**Alıntılanan Metin**.

Pazartesi, Aralık 21

Hiçbir şey hakkında konuşmamak

...








antik yunan ironisidir.
tahmin edin her şey hakkında konuşmak nasıl bir şey?

Pazar, Aralık 6

Bilim Dünyası Hayvanları

Eğlenceli bir şeylerle devam edelim.

Schrödinger'in kedisi ve Pavlov'un köpeklerinin yanısıra incelenmesi gereken bir hayvancık daha vardır.

Doğru tahmin ettiniz.

Tweety!

Şaka değil...

Cuma, Kasım 6

Şimdi ve Sonra

Canım biraz da "şimdiyi" sorgulamak istiyor aslında. Karmaşa, zaman kavramına bakış açımızla da ilgili biraz. Elbette, teorime eklemem gereken olgulardan biri olmasına karşın, öncelikle siz (olmayan) sevgili okurlarımızla paylaşmak istiyorum bunu.

Algılarımız gereği, daha, şimdiyi anlayabilecek yahut anlayıp da süreçselleştirecek daha doğrusu kurgulayabilecek bir düzeyde değiliz. Daha demiş olduğuma dikkat çekmek istiyorum ki burası bence çok önemli.

Alışkanlıklarımız doğrultusunda kullanmakla yükümlü olduğumuz şimdi kavramı, aslında hiç de yaşayabildiğimiz bir an değildir. İnsan oğlu olarak yalnızca düşünceler içinde var olmaya çalışır, onlar sayesinde de yalnızca yakın geleceği kurgulayabiliriz. Şu an ne yapacağımızı değil. Eğer, şu an ne yapıyorum diye düşünüyorsak, yapmış olduğumuz şeyler dışında başka bir şeyden bahsedemeyiz. Bunu yapabilen her hangi bir yaşam formu var ise, yine algılarımız sayesinde bunu yapıp yapamadıklarını fark etmemiz de pek mümkün gözükmüyor anladığım kadarıyla.
Biraz toparlamak gerekirse; geçmiş içinde yaşadığımızı bir noktaya kadar kabullenmemiz gerektiğini ve yalnızca yakın geleceği planlayarak yaşabildiğimizi söylemek istiyorum.

Salı, Eylül 22

Yaz Bitti

Yaz bitti ve başladı yine düşünceler. Eh zaten 3 aylık bir düşünmeme sürecinden sağ çıkabilmiş bizler, artık ardımıza bakmadan, büyük bir rahatlıkla nehrin sularına akıtabiliriz beynimizin kaynayan sularını.
Akıl bir yandan ikiye bölünmüş su sıralar. Tanrıyı arıyor heryerde bir kısmı. Diğer kısım oturmuş kahvesini içiyor bir yandan diğer yarıya kıs kıs gülerken. Kalp ayrı telde. Uykulara gömülmüş, eğlensin garipler diye bırakmış ipleri aklın ellerine.

Her neyse, asıl başlayan şey, tekrar yazmak. Hem de büyük bir rahatlıkla paylaşmak düşlerini, düşünceleri. Böyle güzel siyah bir arkaplana yazı yazmayacaksın da nereye yazacaksın dedirten düşler, düşünceler.

**Görev Gereksinimleri**.
Yukarıdaki alıntı metinde "Alışkanlıklarımız doğrultusunda" sözleriyle başlayan paragrafı, ana bilgilerini koruyarak kısa bir madde listesi hâlinde yeniden yazınız.

**Bir veri kaynağından alınan kayıtlar**.
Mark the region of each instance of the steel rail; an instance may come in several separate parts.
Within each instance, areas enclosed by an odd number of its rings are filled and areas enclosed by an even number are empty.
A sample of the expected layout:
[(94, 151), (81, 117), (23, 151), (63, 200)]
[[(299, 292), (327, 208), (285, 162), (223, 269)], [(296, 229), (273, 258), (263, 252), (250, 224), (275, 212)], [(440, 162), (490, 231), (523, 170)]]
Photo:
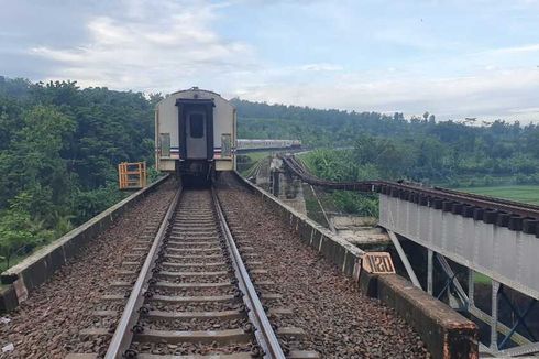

**Görev Sonucu**.
- Kullanmaya alıştığımız "şimdi" kavramı, aslında yaşayabildiğimiz bir an değildir.
- İnsan yalnızca düşünceler içinde var olmaya çalışır. Bu düşünceler sayesinde şu an ne yapacağını değil, yalnızca yakın geleceği kurgulayabilir.
- "Şu an ne yapıyorum?" diye düşündüğümüzde ancak yapmış olduğumuz şeylerden bahsedebiliriz.
- Bunu yapabilen bir yaşam formu olsa bile, algılarımız yüzünden bunu fark etmemiz pek mümkün görünmemektedir.